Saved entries
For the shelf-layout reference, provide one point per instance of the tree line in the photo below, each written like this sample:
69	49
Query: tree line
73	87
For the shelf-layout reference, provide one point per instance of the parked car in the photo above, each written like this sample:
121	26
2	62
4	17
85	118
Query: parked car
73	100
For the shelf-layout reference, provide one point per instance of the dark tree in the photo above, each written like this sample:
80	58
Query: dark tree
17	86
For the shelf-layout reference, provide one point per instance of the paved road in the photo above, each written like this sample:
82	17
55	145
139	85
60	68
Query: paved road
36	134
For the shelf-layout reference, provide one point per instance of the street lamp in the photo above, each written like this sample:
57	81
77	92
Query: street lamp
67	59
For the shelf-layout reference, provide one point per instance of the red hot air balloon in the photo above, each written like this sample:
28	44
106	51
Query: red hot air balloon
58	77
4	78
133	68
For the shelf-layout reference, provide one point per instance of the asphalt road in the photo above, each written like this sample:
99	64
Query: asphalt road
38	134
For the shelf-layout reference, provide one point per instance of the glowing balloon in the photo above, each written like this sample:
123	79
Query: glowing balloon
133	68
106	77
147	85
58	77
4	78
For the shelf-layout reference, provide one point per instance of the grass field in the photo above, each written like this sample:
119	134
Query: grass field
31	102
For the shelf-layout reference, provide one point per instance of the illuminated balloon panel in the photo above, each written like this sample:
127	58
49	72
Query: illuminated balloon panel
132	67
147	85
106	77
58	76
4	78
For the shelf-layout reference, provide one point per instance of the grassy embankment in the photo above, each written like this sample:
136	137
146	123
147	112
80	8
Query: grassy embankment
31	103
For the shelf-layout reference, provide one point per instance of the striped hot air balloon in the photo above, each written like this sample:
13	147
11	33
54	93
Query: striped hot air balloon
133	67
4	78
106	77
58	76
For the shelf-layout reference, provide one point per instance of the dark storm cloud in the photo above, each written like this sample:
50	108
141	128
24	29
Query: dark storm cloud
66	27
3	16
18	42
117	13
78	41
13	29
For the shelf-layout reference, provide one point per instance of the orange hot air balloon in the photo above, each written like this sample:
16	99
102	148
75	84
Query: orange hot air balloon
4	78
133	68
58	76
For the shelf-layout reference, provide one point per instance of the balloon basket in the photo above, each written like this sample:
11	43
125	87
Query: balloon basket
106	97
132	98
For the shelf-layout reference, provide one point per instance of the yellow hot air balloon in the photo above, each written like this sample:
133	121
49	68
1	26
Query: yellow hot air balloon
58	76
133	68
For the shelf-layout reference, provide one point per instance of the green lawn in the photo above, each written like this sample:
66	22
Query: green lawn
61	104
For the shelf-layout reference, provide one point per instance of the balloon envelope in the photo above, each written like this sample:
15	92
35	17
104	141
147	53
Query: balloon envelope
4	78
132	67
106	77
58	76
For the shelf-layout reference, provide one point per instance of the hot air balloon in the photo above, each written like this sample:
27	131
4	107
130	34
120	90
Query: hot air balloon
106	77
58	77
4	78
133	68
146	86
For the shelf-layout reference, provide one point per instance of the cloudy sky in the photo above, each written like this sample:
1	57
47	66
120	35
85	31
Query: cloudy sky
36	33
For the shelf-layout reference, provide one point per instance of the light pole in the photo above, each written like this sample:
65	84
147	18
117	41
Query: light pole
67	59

...

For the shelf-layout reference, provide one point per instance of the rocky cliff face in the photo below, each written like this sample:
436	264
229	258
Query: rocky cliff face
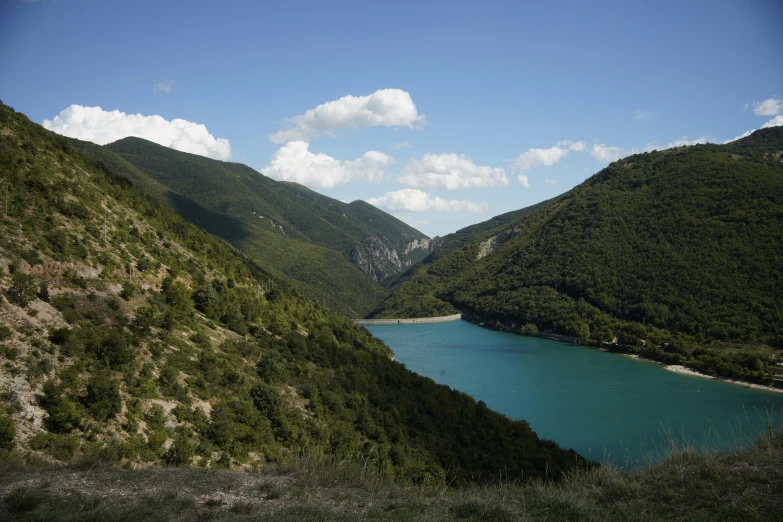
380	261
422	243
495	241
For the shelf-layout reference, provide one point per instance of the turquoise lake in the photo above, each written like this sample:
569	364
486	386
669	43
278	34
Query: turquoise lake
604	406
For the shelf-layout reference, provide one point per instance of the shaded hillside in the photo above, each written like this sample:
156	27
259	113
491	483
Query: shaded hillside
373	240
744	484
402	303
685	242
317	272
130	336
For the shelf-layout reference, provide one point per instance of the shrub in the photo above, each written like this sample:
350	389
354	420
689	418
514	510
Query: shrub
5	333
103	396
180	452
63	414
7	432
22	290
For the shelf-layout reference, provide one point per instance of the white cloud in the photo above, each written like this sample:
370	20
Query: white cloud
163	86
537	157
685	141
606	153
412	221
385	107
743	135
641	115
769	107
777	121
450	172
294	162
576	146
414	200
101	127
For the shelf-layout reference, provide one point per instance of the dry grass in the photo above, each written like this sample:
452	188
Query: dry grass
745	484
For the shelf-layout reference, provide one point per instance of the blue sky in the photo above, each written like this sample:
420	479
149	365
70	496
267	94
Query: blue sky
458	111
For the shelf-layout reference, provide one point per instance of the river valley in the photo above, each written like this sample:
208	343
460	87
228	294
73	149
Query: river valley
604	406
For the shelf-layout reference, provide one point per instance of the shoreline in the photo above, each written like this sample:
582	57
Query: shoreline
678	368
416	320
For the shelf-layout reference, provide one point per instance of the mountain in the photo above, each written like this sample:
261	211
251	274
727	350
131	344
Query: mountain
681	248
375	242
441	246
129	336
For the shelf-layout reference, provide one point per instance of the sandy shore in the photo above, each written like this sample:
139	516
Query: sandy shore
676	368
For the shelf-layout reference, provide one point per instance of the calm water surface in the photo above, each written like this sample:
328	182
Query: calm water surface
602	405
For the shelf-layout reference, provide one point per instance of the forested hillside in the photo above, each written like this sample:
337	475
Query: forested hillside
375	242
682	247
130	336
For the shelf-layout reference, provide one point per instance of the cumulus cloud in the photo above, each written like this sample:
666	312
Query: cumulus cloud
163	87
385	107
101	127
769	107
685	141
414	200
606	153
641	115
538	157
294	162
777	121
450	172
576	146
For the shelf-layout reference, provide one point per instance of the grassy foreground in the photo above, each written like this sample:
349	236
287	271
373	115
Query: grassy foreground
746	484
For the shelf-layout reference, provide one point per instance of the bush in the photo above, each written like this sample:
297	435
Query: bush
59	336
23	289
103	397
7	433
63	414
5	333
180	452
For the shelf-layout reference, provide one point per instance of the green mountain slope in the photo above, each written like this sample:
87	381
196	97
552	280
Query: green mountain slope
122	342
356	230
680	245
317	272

What you should do:
From the records above, return each line where "below" occurs.

Reply:
For the shelf-layout reference, provide one point per instance of the tree line in the photo below, each written like this sample:
For the shelf-layout reference, provide one point per instance of the rocky cliff face in the photo below, each written like this sample:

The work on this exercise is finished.